== Document segment ==
###

Text Categorization

STRI: Text

Description:
Read in the input text and perform ST real-time indexing based on
- word frequency count
- document count for word
Inputs:
- a phrase, such as the combination of title and abstract
- a file, such as 9801.2004.TIAB.in
Algorithm:
- Pre-Process (Input Filter):
  - Tokenize all words of the input term
  - Apply Word Extraction Filter
  - Apply acronym filter (TBD)
  - Filter out not legal words
  - Filter out duplicated words if unique flag is true
  - Assign the final words for processing
- Process:
  - Get JDI scores for the input text jdi
  - Calculate Vector similarity (cosine coefficient) on JDI scores (from above, word-JD) and ST-Jd scores.
- Post-process (Output Filter):
  - Print out input text (term)
  - Detail output filter
  - Score entries display number
  - No output message
  - Cluster option
  - ST candidates
  - Use alphabetical order for Sts have same score

Sample commands:

> stri -p
=> index a text from standard input with prompt

> stri -i:9801.2004.TIAB.in -o:9801.2004.TIAB.out
=> index text from file, 9801.2004.TIAB.in, and send the results to a file, 9801.2004.TIAB.out

Sample Outputs:
- a file, such as 9801.2004.TIAB.out

###

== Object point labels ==
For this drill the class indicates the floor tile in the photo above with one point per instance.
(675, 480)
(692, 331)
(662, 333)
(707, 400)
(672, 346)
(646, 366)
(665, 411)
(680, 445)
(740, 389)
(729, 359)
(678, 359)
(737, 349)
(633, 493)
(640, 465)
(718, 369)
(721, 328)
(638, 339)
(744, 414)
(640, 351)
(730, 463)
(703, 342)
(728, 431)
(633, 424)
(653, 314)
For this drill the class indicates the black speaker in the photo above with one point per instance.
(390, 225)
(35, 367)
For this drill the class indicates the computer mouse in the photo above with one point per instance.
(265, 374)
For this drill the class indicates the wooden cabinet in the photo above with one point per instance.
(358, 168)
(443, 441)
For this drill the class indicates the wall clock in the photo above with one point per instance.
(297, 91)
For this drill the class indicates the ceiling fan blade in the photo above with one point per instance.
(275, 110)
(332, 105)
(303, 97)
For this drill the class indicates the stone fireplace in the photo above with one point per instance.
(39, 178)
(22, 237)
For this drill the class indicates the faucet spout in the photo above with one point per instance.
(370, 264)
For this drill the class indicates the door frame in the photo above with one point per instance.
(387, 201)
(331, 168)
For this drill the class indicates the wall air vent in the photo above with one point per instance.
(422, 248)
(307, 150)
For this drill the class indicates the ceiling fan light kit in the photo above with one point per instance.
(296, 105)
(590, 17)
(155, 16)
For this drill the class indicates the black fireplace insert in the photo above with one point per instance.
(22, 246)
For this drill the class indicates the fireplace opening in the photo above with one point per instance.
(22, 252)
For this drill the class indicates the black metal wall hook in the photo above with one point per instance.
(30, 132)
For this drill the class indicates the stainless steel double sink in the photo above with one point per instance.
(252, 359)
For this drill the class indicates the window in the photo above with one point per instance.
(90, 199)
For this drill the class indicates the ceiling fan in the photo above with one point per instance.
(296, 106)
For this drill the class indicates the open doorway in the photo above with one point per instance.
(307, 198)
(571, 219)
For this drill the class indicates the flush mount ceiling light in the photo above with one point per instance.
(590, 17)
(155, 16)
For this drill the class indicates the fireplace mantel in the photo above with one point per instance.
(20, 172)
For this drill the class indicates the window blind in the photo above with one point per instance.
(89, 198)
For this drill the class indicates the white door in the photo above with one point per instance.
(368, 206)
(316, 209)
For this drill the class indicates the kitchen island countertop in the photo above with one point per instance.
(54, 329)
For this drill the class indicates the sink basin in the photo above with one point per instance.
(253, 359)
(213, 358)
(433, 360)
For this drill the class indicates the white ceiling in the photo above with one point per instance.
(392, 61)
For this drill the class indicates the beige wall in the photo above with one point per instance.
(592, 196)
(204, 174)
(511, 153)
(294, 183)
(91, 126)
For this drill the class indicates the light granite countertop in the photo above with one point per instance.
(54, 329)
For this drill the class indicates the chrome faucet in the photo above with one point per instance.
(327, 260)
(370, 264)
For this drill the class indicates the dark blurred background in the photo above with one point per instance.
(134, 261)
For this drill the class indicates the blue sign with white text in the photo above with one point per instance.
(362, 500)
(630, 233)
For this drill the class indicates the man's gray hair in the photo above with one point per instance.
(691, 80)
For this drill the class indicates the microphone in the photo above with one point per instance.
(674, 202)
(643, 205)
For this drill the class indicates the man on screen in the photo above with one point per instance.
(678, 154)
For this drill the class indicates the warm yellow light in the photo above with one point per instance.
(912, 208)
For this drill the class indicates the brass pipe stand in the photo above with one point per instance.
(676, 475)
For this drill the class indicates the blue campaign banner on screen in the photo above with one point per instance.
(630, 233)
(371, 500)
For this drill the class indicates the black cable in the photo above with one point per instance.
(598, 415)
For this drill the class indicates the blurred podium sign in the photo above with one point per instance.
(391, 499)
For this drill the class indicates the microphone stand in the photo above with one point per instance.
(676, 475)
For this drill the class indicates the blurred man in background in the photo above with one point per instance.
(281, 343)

###

== What you need to do ==
1: Using the STRI description, answer the following:
(a) On which two counts is ST real-time indexing based?
(b) Which pre-processing filter is marked TBD?
(c) What does the command "stri -p" do?
2: Echo the passage of the STRI description that begins with the words containing "- Filter out not" and ends with "input text (term)".

== Task answers ==
1:
(a) Word frequency count and document count for word.
(b) The acronym filter.
(c) It indexes a text from standard input with prompt.

2:
- Filter out not legal words
  - Filter out duplicated words if unique flag is true
  - Assign the final words for processing
- Process:
  - Get JDI scores for the input text jdi
  - Calculate Vector similarity (cosine coefficient) on JDI scores (from above, word-JD) and ST-Jd scores.
- Post-process (Output Filter):
  - Print out input text (term)